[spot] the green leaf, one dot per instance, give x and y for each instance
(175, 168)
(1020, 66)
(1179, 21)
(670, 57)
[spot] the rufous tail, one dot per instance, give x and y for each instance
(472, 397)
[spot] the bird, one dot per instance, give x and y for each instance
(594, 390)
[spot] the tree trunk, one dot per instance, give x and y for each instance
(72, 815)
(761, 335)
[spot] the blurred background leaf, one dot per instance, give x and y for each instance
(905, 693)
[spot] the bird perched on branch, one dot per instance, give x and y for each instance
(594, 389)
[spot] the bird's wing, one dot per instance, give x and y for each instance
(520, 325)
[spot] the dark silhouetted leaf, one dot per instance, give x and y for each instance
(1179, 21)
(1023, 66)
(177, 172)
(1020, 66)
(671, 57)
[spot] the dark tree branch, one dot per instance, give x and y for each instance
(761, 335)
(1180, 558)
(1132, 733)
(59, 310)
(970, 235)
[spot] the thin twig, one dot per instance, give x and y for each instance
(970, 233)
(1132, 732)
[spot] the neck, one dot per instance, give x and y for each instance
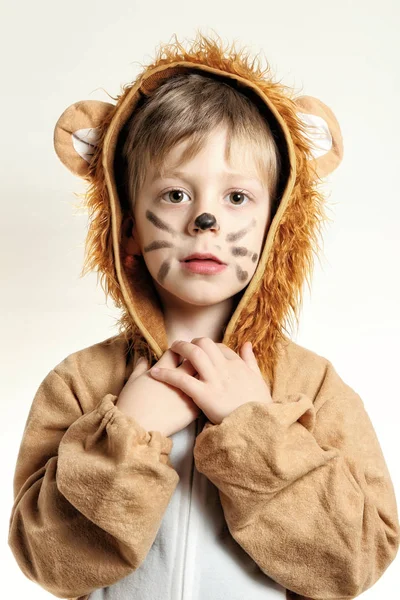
(187, 321)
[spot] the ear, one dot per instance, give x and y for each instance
(76, 134)
(322, 129)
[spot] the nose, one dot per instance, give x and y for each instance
(205, 221)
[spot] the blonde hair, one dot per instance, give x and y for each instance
(188, 106)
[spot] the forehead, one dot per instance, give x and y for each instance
(240, 159)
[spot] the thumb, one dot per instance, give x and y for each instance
(140, 368)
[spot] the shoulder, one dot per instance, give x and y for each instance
(96, 370)
(299, 369)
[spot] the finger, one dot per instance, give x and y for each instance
(187, 367)
(197, 356)
(211, 349)
(169, 359)
(227, 352)
(191, 386)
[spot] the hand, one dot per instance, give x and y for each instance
(225, 379)
(158, 406)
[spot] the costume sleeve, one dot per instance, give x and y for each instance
(305, 489)
(90, 491)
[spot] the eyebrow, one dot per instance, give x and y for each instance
(182, 175)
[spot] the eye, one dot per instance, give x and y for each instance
(175, 195)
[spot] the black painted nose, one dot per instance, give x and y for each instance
(205, 221)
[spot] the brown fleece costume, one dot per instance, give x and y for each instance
(326, 524)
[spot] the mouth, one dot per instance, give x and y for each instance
(204, 258)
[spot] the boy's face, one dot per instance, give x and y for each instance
(238, 214)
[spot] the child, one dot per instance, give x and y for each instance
(238, 470)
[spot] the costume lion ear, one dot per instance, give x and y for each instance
(322, 129)
(76, 134)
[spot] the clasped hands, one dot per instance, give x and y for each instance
(225, 380)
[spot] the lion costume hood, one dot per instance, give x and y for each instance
(310, 144)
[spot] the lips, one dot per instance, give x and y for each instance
(207, 256)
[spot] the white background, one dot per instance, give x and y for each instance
(54, 54)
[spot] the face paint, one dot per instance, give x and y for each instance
(220, 226)
(204, 221)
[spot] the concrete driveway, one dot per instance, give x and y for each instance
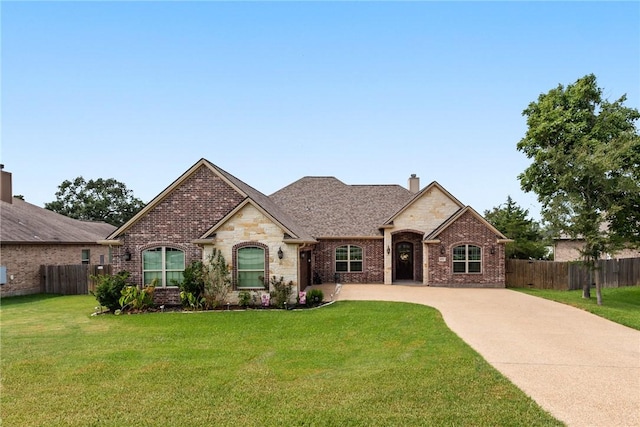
(583, 369)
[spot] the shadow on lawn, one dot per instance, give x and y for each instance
(26, 299)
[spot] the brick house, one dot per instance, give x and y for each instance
(315, 229)
(31, 236)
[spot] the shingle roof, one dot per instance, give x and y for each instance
(259, 199)
(327, 207)
(22, 222)
(268, 205)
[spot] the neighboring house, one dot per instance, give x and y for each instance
(568, 249)
(316, 229)
(31, 236)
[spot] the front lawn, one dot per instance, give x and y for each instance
(620, 305)
(351, 363)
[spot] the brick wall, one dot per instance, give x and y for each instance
(416, 240)
(181, 217)
(467, 230)
(323, 261)
(23, 263)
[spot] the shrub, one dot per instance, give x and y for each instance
(315, 297)
(137, 299)
(244, 298)
(193, 284)
(217, 280)
(189, 300)
(281, 292)
(109, 289)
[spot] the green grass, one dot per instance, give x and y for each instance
(348, 364)
(620, 305)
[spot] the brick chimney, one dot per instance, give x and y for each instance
(6, 189)
(414, 183)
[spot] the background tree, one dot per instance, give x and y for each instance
(584, 171)
(105, 200)
(514, 223)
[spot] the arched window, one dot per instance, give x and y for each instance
(163, 263)
(250, 267)
(467, 259)
(348, 259)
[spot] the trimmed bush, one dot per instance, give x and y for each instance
(109, 289)
(315, 297)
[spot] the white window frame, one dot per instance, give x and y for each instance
(163, 269)
(86, 260)
(349, 261)
(466, 261)
(263, 269)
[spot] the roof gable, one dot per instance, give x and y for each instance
(330, 208)
(425, 192)
(468, 209)
(243, 190)
(171, 188)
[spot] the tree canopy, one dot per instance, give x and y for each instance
(105, 200)
(514, 222)
(586, 155)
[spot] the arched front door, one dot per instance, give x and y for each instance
(404, 261)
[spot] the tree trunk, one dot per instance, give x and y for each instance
(586, 287)
(598, 288)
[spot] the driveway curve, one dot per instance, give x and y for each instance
(583, 369)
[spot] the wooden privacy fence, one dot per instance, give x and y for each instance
(610, 273)
(70, 279)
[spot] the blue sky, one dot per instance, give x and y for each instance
(368, 92)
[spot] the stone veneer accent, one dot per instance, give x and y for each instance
(250, 227)
(181, 217)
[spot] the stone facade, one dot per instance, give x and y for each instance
(23, 263)
(184, 215)
(250, 227)
(208, 208)
(424, 215)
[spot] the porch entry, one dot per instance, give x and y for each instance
(404, 261)
(305, 269)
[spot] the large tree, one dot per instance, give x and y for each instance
(514, 222)
(585, 167)
(105, 200)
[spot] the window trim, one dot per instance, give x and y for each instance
(234, 261)
(349, 261)
(466, 261)
(163, 270)
(86, 260)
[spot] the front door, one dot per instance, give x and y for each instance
(404, 261)
(305, 269)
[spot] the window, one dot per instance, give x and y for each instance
(250, 267)
(164, 264)
(86, 256)
(467, 259)
(348, 259)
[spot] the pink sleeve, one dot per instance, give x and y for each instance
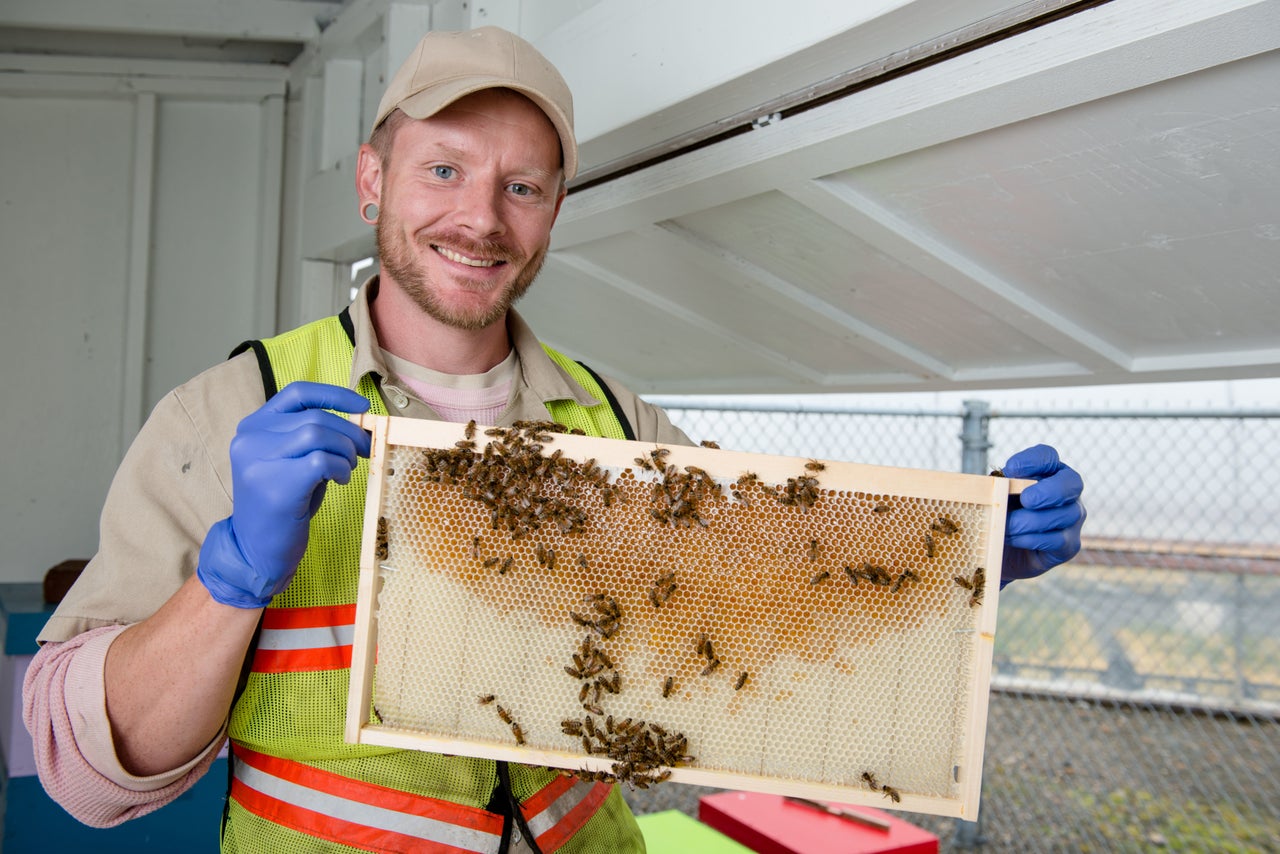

···

What the task requires
Word for word, return all the entries and skip their pictures.

Answer area
[spot] the green leaf, one dot per instance, give x and y for each instance
(175, 168)
(1020, 66)
(1179, 21)
(670, 57)
[spot] the rufous tail, one dot per instance, give x and y for each instance
(472, 397)
[spot] the bird, one dot per instance, give x and y for each instance
(594, 390)
[spot] the tree trunk, one dot per instance, give x and y for each instance
(72, 815)
(761, 335)
[spot] the blurred background leaf, one dot per instance, give x and y for each instance
(905, 693)
[spot] the bird perched on branch, one dot per instance, give x and y for each instance
(594, 389)
[spot] the bird's wing, one dot per instance, give x and y for each instance
(520, 325)
[spot] the dark silhouetted leaf, one dot per instance, give x and y for each instance
(1179, 21)
(1023, 66)
(177, 172)
(1020, 66)
(671, 57)
[spot] the dark tree branch, one dot per instance, give x and y for each instance
(761, 335)
(1180, 558)
(1132, 733)
(59, 310)
(970, 235)
[spot] the thin twig, one dot per instance, give x and y for each instance
(970, 233)
(1132, 732)
[spot] the neck, one dot per instance, give x and y for each instance
(187, 321)
[spot] the ear, one dot per instance, give x and y for each instance
(76, 134)
(322, 129)
[spot] the nose, one dot per instance, give x and y for each instance
(205, 221)
[spot] the blonde hair, one dot per instance, give x and y for each instance
(188, 106)
[spot] the forehead, one dot per instance, give x and y for each instance
(240, 159)
[spot] the thumb, one dot per instance, give x and y for each instance
(140, 368)
[spot] the shoulder, one dot per instance, give x and y for each instance
(96, 370)
(299, 369)
[spot] the finger, one dot per instance, give x and y for each instance
(187, 367)
(197, 356)
(211, 349)
(169, 359)
(227, 352)
(191, 386)
[spot] the hand, one dot per instance, give x and y for each instance
(225, 379)
(158, 406)
[spot] the costume sleeve, one dot per instance, give x and y for each instance
(305, 489)
(90, 491)
[spot] the eyebrow, one dot per instance, give x and y for each instance
(182, 175)
[spot] the eye, one dot per instance, give x and y for each instance
(175, 195)
[spot] the black painted nose, one dot per instance, give x and y for each instance
(205, 221)
[spot] the brown fleece costume, one dot per instance, give x and y for each instance
(326, 524)
[spot] the mouth, one dot per instance, give x and y for each instance
(204, 258)
[spot] the boy's face, one dot per instance, give x and y for each instance
(238, 214)
[spot] the child, one dot per instance, give x and y for each instance
(238, 470)
[spot] the costume lion ear, one dot per instance, give x and y for each instance
(322, 129)
(76, 134)
[spot] the clasped hands, one dot per instance, give x and y for each instance
(225, 380)
[spot] the lion costume hood, one dot per instance, give x and y for each instance
(310, 144)
[spot] the lips, one dot per instance, give x and y for each instance
(207, 256)
[spot] the white background, one dot per instance, give x and y for each instance
(54, 54)
[spot] the face paint, one dot per instance, give x and y for each instance
(220, 226)
(204, 221)
[spot] the concrete driveway, one dot per instance, give x and y for each instance
(583, 369)
[spot] the shadow on lawn, one dot per instance, give x and y for each instance
(26, 299)
[spot] the brick house, one dot per instance, give x and y for each instance
(315, 229)
(31, 236)
[spot] the shingle roof, one dot per instance, give x and y for each instance
(259, 199)
(327, 207)
(22, 222)
(268, 205)
[spot] the neighboring house, one dot per instance, give x and y for each instance
(568, 249)
(316, 229)
(31, 236)
[spot] the front lawn, one dot per instance, give x and y for each instance
(620, 305)
(351, 363)
[spot] the brick wall, one dot per instance, give x and y for each instance
(416, 240)
(181, 217)
(467, 230)
(323, 261)
(23, 263)
[spot] the shrub, one dot per instance, give x and y for each instance
(315, 297)
(137, 299)
(244, 298)
(193, 284)
(217, 280)
(189, 300)
(281, 292)
(109, 289)
[spot] the green grass, one dot per instance, give x and y for each instance
(348, 364)
(620, 305)
[spot] the brick chimney, one dot per instance, give x and y for each instance
(6, 189)
(414, 183)
[spot] the background tree, one dot per instance, give x and y for each instance
(584, 171)
(105, 200)
(514, 223)
[spot] the arched window, one dot per instance, give x and y for each instance
(163, 263)
(250, 267)
(467, 259)
(348, 259)
[spot] the trimmed bush, one dot per instance, give x and y for each instance
(109, 289)
(315, 297)
[spot] the white window frame, one dot per instance, give x and y for each instance
(163, 269)
(86, 260)
(349, 261)
(466, 261)
(263, 269)
[spot] the roof gable, one dot per instance, give x and y for each instance
(330, 208)
(425, 192)
(468, 209)
(243, 190)
(171, 188)
[spot] the tree canopy, one dot per instance, give x and y for each instance
(105, 200)
(514, 222)
(586, 155)
[spot] the arched front door, one dot per instance, give x and y for each instance
(404, 261)
[spot] the tree trunk, one dot per instance, give x and y for each instance
(586, 287)
(598, 288)
[spot] the driveway curve, one dot per instance, give x and y for each instance
(583, 369)
[spot] the wooden privacy fence, one dot per instance, give x and y for each instance
(610, 273)
(70, 279)
[spot] the blue sky, one dot per instance, give x and y for each instance
(368, 92)
[spot] the stone veneer accent, one dot per instance, give x and y for each instance
(250, 227)
(181, 217)
[spot] the stone facade, one dot per instance, give x and y for each instance
(23, 263)
(184, 215)
(250, 227)
(208, 208)
(424, 215)
[spot] the porch entry, one dot per instance, give x and y for each instance
(404, 261)
(305, 269)
[spot] the large tree, one dot per instance, give x and y for each instance
(514, 222)
(585, 167)
(105, 200)
[spot] the window trim, one dot per instance, give x and y for each instance
(234, 261)
(349, 261)
(466, 261)
(163, 270)
(86, 260)
[spot] the front door, one dot per instance, give x and y for each instance
(404, 261)
(305, 269)
[spot] the window, one dot per instance, give x and y for each instance
(250, 267)
(164, 264)
(86, 256)
(467, 259)
(348, 259)
[spot] the pink sleeve, one dot per instance, give x and y for each instance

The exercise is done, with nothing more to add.